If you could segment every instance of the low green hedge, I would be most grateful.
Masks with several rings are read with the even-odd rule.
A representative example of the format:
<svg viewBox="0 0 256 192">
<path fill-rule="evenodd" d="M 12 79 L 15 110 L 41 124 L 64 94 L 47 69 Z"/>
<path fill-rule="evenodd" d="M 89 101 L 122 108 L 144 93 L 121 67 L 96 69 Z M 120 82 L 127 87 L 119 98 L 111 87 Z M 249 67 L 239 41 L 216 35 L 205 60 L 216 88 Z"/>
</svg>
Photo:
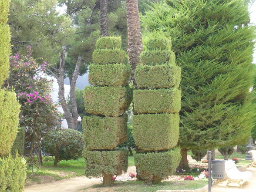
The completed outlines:
<svg viewBox="0 0 256 192">
<path fill-rule="evenodd" d="M 181 69 L 174 64 L 138 66 L 135 77 L 138 89 L 178 88 Z"/>
<path fill-rule="evenodd" d="M 22 192 L 26 178 L 26 162 L 10 155 L 0 158 L 0 192 Z"/>
<path fill-rule="evenodd" d="M 134 156 L 139 175 L 143 177 L 154 175 L 162 179 L 176 171 L 181 158 L 180 150 L 178 148 L 166 152 L 138 153 Z"/>
<path fill-rule="evenodd" d="M 92 54 L 95 64 L 126 63 L 125 52 L 121 49 L 95 49 Z"/>
<path fill-rule="evenodd" d="M 17 135 L 20 107 L 14 92 L 0 89 L 0 157 L 9 153 Z"/>
<path fill-rule="evenodd" d="M 128 109 L 132 99 L 132 92 L 128 86 L 87 86 L 84 98 L 88 112 L 118 117 Z"/>
<path fill-rule="evenodd" d="M 133 91 L 133 108 L 138 114 L 178 113 L 181 108 L 180 90 L 137 90 Z"/>
<path fill-rule="evenodd" d="M 121 36 L 108 36 L 101 37 L 96 41 L 96 48 L 121 49 L 122 40 Z"/>
<path fill-rule="evenodd" d="M 91 64 L 89 66 L 89 83 L 100 86 L 128 85 L 131 71 L 128 64 Z"/>
<path fill-rule="evenodd" d="M 142 64 L 149 65 L 175 64 L 175 54 L 169 50 L 145 51 L 141 54 L 141 60 Z"/>
<path fill-rule="evenodd" d="M 128 151 L 84 150 L 85 175 L 89 178 L 101 177 L 103 174 L 112 175 L 126 172 L 128 167 Z"/>
<path fill-rule="evenodd" d="M 152 38 L 148 39 L 145 45 L 147 50 L 170 50 L 172 43 L 167 38 Z"/>
<path fill-rule="evenodd" d="M 84 116 L 83 128 L 87 150 L 112 150 L 127 139 L 126 114 L 120 117 Z"/>
<path fill-rule="evenodd" d="M 179 134 L 179 114 L 168 113 L 134 115 L 134 140 L 144 151 L 159 151 L 174 147 Z"/>
<path fill-rule="evenodd" d="M 23 156 L 24 151 L 24 143 L 25 141 L 25 131 L 23 127 L 20 127 L 16 138 L 13 141 L 13 145 L 11 149 L 11 154 L 15 156 L 16 150 L 20 156 Z"/>
</svg>

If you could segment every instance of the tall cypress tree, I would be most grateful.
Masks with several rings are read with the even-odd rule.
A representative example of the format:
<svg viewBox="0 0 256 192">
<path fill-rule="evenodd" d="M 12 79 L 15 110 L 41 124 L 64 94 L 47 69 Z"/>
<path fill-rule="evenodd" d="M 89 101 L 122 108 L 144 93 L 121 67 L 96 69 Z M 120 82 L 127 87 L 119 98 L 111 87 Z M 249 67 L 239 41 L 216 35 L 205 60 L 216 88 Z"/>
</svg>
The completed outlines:
<svg viewBox="0 0 256 192">
<path fill-rule="evenodd" d="M 0 0 L 0 191 L 21 192 L 26 177 L 23 158 L 9 155 L 16 137 L 20 105 L 15 94 L 1 89 L 8 77 L 10 53 L 10 28 L 7 24 L 10 0 Z"/>
<path fill-rule="evenodd" d="M 247 1 L 167 0 L 141 18 L 172 39 L 182 67 L 181 167 L 189 148 L 244 143 L 250 135 L 255 27 Z"/>
</svg>

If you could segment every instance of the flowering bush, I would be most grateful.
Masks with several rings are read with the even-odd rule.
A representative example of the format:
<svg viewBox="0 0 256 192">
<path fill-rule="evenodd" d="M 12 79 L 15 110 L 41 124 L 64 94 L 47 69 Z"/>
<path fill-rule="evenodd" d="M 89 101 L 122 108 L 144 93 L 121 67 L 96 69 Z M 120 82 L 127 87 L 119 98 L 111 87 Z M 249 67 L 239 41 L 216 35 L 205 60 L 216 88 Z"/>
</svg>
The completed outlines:
<svg viewBox="0 0 256 192">
<path fill-rule="evenodd" d="M 206 159 L 203 159 L 201 161 L 201 162 L 202 162 L 202 163 L 208 163 L 208 160 Z"/>
<path fill-rule="evenodd" d="M 191 175 L 184 177 L 184 180 L 185 181 L 192 180 L 194 180 L 194 178 L 193 177 L 192 177 Z"/>
<path fill-rule="evenodd" d="M 238 159 L 237 159 L 237 158 L 233 157 L 232 158 L 232 160 L 235 161 L 235 163 L 237 163 L 238 162 Z"/>
</svg>

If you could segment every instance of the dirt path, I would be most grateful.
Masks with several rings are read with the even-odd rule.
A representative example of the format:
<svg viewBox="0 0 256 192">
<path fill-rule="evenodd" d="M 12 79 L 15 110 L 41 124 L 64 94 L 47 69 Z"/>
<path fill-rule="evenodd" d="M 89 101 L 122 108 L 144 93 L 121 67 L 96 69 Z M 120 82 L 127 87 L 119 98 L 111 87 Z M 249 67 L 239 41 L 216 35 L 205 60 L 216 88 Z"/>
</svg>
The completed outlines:
<svg viewBox="0 0 256 192">
<path fill-rule="evenodd" d="M 221 184 L 213 185 L 212 192 L 256 192 L 256 168 L 248 167 L 242 171 L 249 171 L 252 173 L 252 177 L 243 185 L 242 187 L 239 187 L 236 184 L 230 183 L 231 186 L 226 186 L 227 182 Z"/>
<path fill-rule="evenodd" d="M 127 173 L 129 172 L 136 172 L 135 167 L 129 167 Z M 76 192 L 80 189 L 101 182 L 100 179 L 93 178 L 90 179 L 85 176 L 76 177 L 49 183 L 29 186 L 25 188 L 24 192 Z"/>
</svg>

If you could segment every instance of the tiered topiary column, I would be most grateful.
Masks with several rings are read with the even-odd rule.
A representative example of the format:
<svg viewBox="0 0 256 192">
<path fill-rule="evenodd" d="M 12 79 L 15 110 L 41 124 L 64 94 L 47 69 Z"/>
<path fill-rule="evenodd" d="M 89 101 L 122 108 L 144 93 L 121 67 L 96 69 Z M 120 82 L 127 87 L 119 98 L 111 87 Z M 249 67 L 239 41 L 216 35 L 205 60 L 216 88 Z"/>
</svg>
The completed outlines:
<svg viewBox="0 0 256 192">
<path fill-rule="evenodd" d="M 103 176 L 105 186 L 128 167 L 127 150 L 115 149 L 126 141 L 125 113 L 132 97 L 128 86 L 131 68 L 121 44 L 120 37 L 97 40 L 89 69 L 92 86 L 86 87 L 84 94 L 85 109 L 92 114 L 83 120 L 86 175 Z"/>
<path fill-rule="evenodd" d="M 181 108 L 181 68 L 176 65 L 170 41 L 164 37 L 149 39 L 137 66 L 133 92 L 135 156 L 142 179 L 152 177 L 158 183 L 175 171 L 180 150 L 172 148 L 179 136 Z"/>
<path fill-rule="evenodd" d="M 20 104 L 14 92 L 1 89 L 9 73 L 9 2 L 0 0 L 0 192 L 22 192 L 26 178 L 25 161 L 18 155 L 13 158 L 8 155 L 17 135 Z"/>
</svg>

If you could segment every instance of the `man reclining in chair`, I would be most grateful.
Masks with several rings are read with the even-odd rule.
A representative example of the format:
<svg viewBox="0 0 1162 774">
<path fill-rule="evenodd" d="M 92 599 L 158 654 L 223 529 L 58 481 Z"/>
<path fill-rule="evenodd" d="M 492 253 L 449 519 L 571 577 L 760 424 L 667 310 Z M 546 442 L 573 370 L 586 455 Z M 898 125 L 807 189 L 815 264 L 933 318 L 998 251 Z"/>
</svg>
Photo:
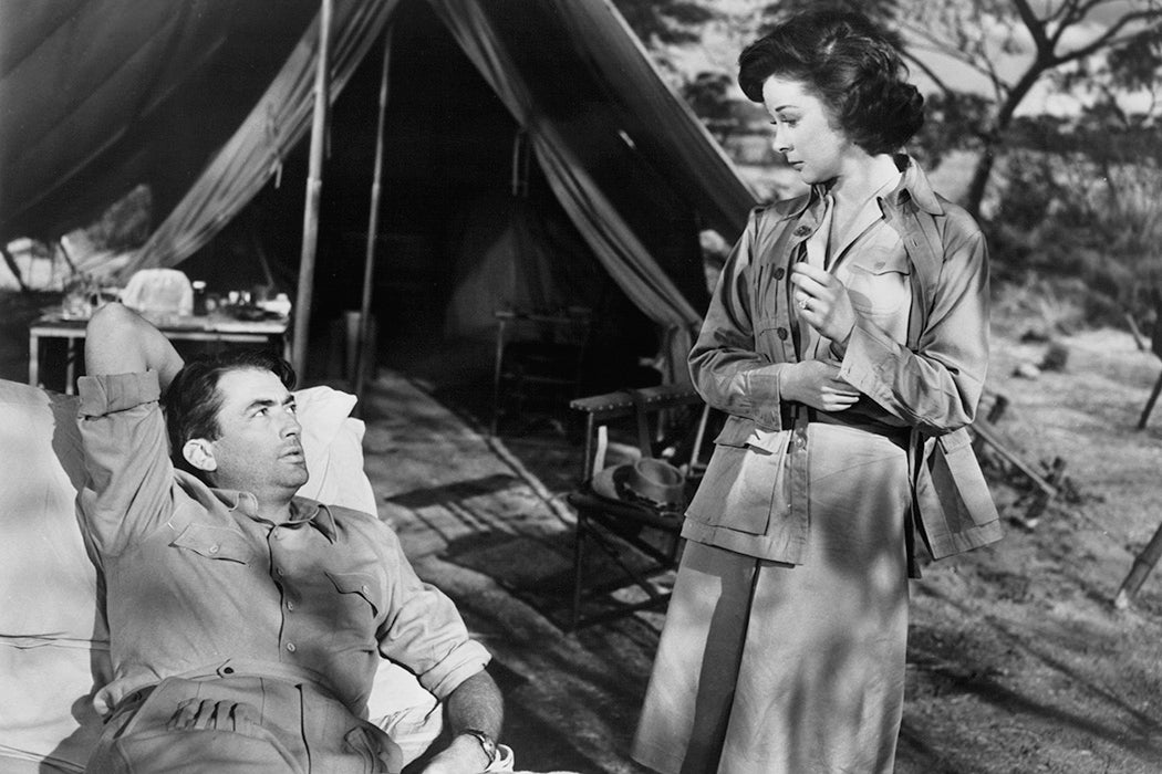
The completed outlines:
<svg viewBox="0 0 1162 774">
<path fill-rule="evenodd" d="M 373 515 L 295 497 L 286 361 L 185 366 L 120 304 L 93 316 L 85 359 L 81 511 L 114 667 L 88 771 L 397 772 L 397 746 L 360 718 L 382 657 L 445 704 L 451 742 L 423 771 L 488 768 L 501 696 L 452 601 Z"/>
</svg>

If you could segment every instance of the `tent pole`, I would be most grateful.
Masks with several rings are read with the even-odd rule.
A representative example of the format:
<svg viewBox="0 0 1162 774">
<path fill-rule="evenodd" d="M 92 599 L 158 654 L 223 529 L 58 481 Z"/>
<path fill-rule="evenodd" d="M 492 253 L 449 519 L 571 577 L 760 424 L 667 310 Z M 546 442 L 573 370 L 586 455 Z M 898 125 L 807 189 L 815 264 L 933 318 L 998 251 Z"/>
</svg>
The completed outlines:
<svg viewBox="0 0 1162 774">
<path fill-rule="evenodd" d="M 307 173 L 307 205 L 302 224 L 302 259 L 299 294 L 294 308 L 292 361 L 300 378 L 307 375 L 307 331 L 315 284 L 315 252 L 318 245 L 318 203 L 323 188 L 323 142 L 327 133 L 328 75 L 331 58 L 331 2 L 321 0 L 318 12 L 318 59 L 315 63 L 315 114 L 310 124 L 310 166 Z"/>
<path fill-rule="evenodd" d="M 363 399 L 364 371 L 367 369 L 365 350 L 371 331 L 371 294 L 375 280 L 375 238 L 379 234 L 379 200 L 383 181 L 383 123 L 387 115 L 387 75 L 392 62 L 392 23 L 383 32 L 383 70 L 379 77 L 379 121 L 375 130 L 375 169 L 372 172 L 371 214 L 367 216 L 367 256 L 364 260 L 364 294 L 359 306 L 359 338 L 356 340 L 356 371 L 351 375 L 351 391 Z"/>
</svg>

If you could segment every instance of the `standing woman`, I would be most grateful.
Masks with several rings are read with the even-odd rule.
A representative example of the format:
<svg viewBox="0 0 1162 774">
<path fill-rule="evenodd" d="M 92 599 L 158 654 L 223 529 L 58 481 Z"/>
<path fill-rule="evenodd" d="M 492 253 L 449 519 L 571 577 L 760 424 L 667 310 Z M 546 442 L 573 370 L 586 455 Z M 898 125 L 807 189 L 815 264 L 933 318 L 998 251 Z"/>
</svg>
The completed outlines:
<svg viewBox="0 0 1162 774">
<path fill-rule="evenodd" d="M 912 536 L 935 558 L 1000 536 L 963 429 L 988 362 L 985 244 L 901 152 L 924 100 L 863 16 L 795 16 L 739 64 L 811 190 L 751 215 L 690 353 L 729 418 L 634 758 L 889 774 Z"/>
</svg>

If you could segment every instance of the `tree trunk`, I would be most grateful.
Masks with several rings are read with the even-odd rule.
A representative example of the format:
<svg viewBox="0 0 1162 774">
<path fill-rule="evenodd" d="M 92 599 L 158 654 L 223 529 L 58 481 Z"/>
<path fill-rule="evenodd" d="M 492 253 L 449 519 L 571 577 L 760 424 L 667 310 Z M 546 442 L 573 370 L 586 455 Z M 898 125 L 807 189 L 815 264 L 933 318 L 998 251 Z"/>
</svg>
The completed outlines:
<svg viewBox="0 0 1162 774">
<path fill-rule="evenodd" d="M 973 171 L 973 180 L 968 185 L 964 209 L 976 218 L 981 219 L 981 203 L 984 201 L 984 191 L 989 187 L 989 178 L 992 176 L 992 167 L 997 164 L 995 150 L 996 140 L 988 140 L 981 151 L 981 158 L 976 160 L 976 168 Z"/>
</svg>

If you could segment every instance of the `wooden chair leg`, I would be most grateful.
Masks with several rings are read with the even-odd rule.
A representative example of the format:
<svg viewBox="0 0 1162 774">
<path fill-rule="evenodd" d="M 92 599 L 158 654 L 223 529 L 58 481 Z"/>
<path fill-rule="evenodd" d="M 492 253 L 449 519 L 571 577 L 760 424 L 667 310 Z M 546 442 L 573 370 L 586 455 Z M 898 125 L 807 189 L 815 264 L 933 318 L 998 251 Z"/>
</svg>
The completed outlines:
<svg viewBox="0 0 1162 774">
<path fill-rule="evenodd" d="M 1162 374 L 1159 374 L 1159 381 L 1154 383 L 1154 390 L 1150 392 L 1150 398 L 1146 402 L 1146 408 L 1142 410 L 1141 419 L 1138 420 L 1138 429 L 1146 428 L 1146 420 L 1150 418 L 1150 412 L 1154 411 L 1154 404 L 1157 403 L 1160 392 L 1162 392 Z"/>
</svg>

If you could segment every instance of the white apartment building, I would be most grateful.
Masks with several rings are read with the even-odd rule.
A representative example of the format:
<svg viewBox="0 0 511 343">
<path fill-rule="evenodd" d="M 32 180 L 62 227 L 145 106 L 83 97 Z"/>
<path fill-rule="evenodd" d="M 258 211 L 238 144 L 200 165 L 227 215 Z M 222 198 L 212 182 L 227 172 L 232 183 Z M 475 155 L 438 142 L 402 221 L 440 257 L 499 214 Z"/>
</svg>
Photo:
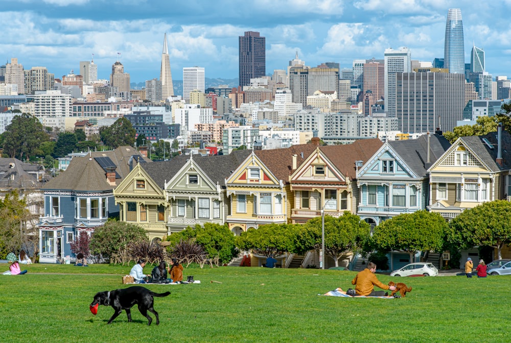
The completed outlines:
<svg viewBox="0 0 511 343">
<path fill-rule="evenodd" d="M 389 116 L 396 116 L 396 92 L 397 72 L 411 72 L 411 53 L 407 47 L 385 51 L 385 111 Z"/>
<path fill-rule="evenodd" d="M 34 95 L 34 115 L 39 118 L 44 116 L 70 117 L 73 97 L 62 94 L 58 90 L 48 90 Z"/>
<path fill-rule="evenodd" d="M 196 89 L 204 93 L 204 68 L 201 67 L 183 68 L 183 99 L 185 102 L 190 102 L 192 90 Z"/>
<path fill-rule="evenodd" d="M 256 141 L 261 142 L 261 136 L 257 129 L 249 125 L 227 128 L 224 130 L 222 139 L 223 153 L 230 154 L 233 149 L 242 145 L 247 149 L 251 149 Z"/>
<path fill-rule="evenodd" d="M 292 116 L 303 108 L 302 104 L 293 102 L 293 94 L 289 88 L 277 89 L 273 109 L 280 117 Z"/>
<path fill-rule="evenodd" d="M 195 124 L 207 124 L 213 122 L 213 109 L 201 108 L 196 104 L 186 104 L 183 108 L 174 110 L 176 124 L 181 125 L 181 135 L 187 135 L 189 130 L 193 130 Z"/>
</svg>

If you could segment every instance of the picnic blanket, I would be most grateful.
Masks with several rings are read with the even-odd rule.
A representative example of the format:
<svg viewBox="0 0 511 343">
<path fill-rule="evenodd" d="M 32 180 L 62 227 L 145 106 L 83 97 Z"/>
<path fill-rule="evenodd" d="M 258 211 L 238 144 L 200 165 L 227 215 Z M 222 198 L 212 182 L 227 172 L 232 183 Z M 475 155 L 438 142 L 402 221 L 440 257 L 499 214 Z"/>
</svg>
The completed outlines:
<svg viewBox="0 0 511 343">
<path fill-rule="evenodd" d="M 356 296 L 355 297 L 352 297 L 351 296 L 349 296 L 346 294 L 346 292 L 342 290 L 341 287 L 338 287 L 334 289 L 333 290 L 331 290 L 329 292 L 327 292 L 324 294 L 318 294 L 318 296 L 328 296 L 330 297 L 342 297 L 343 298 L 380 298 L 382 299 L 393 299 L 394 297 L 385 297 L 385 296 L 381 297 L 367 297 L 366 296 Z"/>
</svg>

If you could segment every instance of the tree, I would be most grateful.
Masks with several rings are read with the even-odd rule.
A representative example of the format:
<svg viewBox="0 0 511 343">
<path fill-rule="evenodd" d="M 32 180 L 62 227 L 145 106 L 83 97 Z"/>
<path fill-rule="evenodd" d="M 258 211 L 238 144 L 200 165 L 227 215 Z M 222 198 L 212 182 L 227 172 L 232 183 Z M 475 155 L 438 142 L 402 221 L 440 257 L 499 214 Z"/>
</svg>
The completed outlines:
<svg viewBox="0 0 511 343">
<path fill-rule="evenodd" d="M 20 160 L 42 154 L 39 146 L 49 140 L 37 118 L 27 113 L 14 116 L 2 136 L 4 152 Z"/>
<path fill-rule="evenodd" d="M 474 125 L 463 125 L 454 128 L 452 132 L 447 131 L 443 135 L 451 144 L 460 137 L 482 136 L 497 131 L 497 121 L 495 117 L 483 116 L 477 118 Z"/>
<path fill-rule="evenodd" d="M 16 190 L 6 194 L 0 201 L 0 256 L 18 251 L 22 246 L 35 244 L 38 236 L 35 226 L 27 225 L 32 217 L 27 201 Z"/>
<path fill-rule="evenodd" d="M 136 146 L 140 146 L 141 145 L 145 145 L 148 142 L 147 139 L 146 138 L 146 135 L 143 133 L 141 133 L 138 135 L 136 137 Z"/>
<path fill-rule="evenodd" d="M 449 223 L 447 240 L 460 249 L 487 246 L 497 249 L 511 243 L 511 203 L 495 200 L 461 212 Z"/>
<path fill-rule="evenodd" d="M 438 213 L 426 210 L 402 213 L 375 228 L 371 245 L 378 250 L 406 252 L 412 261 L 419 252 L 441 249 L 447 228 Z"/>
<path fill-rule="evenodd" d="M 90 244 L 90 237 L 86 232 L 80 232 L 75 240 L 69 243 L 71 252 L 75 255 L 81 253 L 85 257 L 90 255 L 89 246 Z"/>
<path fill-rule="evenodd" d="M 147 240 L 145 230 L 138 225 L 109 219 L 105 225 L 96 228 L 90 239 L 90 251 L 101 254 L 114 263 L 127 262 L 129 243 Z"/>
<path fill-rule="evenodd" d="M 53 157 L 55 158 L 64 157 L 71 154 L 76 148 L 78 140 L 76 135 L 73 132 L 64 131 L 59 134 L 57 143 L 53 149 Z"/>
<path fill-rule="evenodd" d="M 218 258 L 222 263 L 228 263 L 238 254 L 234 235 L 227 224 L 206 223 L 203 227 L 189 227 L 169 236 L 167 240 L 172 243 L 171 250 L 182 241 L 195 242 L 202 247 L 208 258 Z"/>
<path fill-rule="evenodd" d="M 300 227 L 299 224 L 267 224 L 249 229 L 236 237 L 236 246 L 267 257 L 292 252 Z"/>
<path fill-rule="evenodd" d="M 324 255 L 335 262 L 345 258 L 347 253 L 361 251 L 369 237 L 370 226 L 358 215 L 345 211 L 334 218 L 324 216 Z M 321 247 L 321 217 L 316 217 L 303 226 L 298 235 L 296 247 L 299 251 Z"/>
<path fill-rule="evenodd" d="M 124 117 L 117 119 L 111 126 L 103 127 L 99 130 L 101 141 L 113 149 L 122 145 L 132 145 L 136 134 L 131 123 Z"/>
</svg>

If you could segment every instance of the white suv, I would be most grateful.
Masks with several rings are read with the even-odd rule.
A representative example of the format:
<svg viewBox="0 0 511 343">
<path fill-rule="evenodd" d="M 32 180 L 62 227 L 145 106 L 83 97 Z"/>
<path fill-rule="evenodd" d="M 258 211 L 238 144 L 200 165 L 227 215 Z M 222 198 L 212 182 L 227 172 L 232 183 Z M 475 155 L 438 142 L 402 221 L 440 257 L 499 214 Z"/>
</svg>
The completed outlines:
<svg viewBox="0 0 511 343">
<path fill-rule="evenodd" d="M 424 275 L 424 276 L 436 276 L 438 275 L 438 270 L 429 262 L 416 262 L 407 264 L 401 269 L 394 271 L 390 273 L 390 276 L 410 276 L 410 275 Z"/>
</svg>

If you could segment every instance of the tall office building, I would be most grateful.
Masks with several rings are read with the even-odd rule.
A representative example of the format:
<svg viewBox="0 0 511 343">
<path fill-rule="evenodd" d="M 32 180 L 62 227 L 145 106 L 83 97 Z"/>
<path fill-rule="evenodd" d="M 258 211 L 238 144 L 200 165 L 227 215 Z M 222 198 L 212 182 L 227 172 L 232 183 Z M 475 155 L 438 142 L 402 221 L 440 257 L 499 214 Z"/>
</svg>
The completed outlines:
==*==
What this task involves: Copy these lines verbatim from the entries above: begin at the line that contains "If you could segment every instance of the tall cypress" and stop after the line that contains "191 L 21 192", including both of those lines.

Result below:
If you could segment every instance of the tall cypress tree, I would be most grateful.
Masks with several rings are read with the even-odd rule.
A representative example of the format:
<svg viewBox="0 0 256 192">
<path fill-rule="evenodd" d="M 12 79 L 15 110 L 41 124 L 64 94 L 47 69 Z"/>
<path fill-rule="evenodd" d="M 89 101 L 122 108 L 144 93 L 121 67 L 96 69 Z M 120 82 L 127 87 L 119 98 L 111 87 Z M 249 67 L 239 41 L 216 35 L 205 60 L 216 88 Z"/>
</svg>
The completed outlines:
<svg viewBox="0 0 256 192">
<path fill-rule="evenodd" d="M 0 0 L 0 191 L 21 192 L 26 177 L 23 158 L 9 155 L 16 137 L 20 105 L 15 94 L 1 89 L 8 77 L 10 53 L 10 28 L 7 24 L 10 0 Z"/>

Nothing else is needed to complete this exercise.